======== Given records
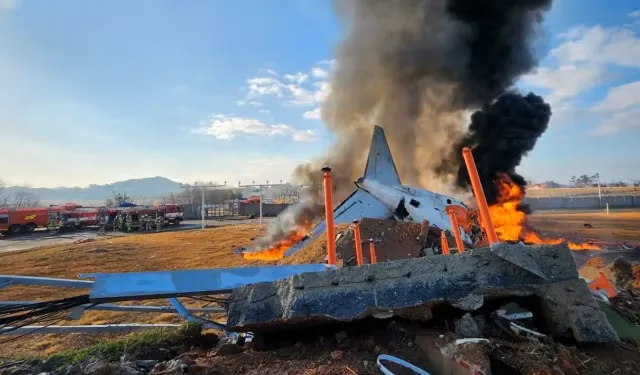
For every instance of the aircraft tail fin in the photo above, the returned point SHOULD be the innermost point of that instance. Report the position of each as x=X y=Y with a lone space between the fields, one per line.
x=380 y=165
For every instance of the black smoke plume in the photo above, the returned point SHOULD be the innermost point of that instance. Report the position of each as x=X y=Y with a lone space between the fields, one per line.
x=500 y=135
x=415 y=67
================
▶ _Work required_:
Output every record above exactly as written, but skip the pictures.

▶ _Output of the exercise_:
For every instance of the aircraft tail fin in the photo above, the returned point SHOULD be the innermost point of that instance. Report the position of each as x=X y=Y with a lone space between the fields, one per line.
x=380 y=165
For every instance of the black smoke plume in the photo above, the returned point SHOULD be the innermost point of that instance. Report the position of each as x=X y=Y with a lone space between the fields, one per line.
x=500 y=135
x=415 y=67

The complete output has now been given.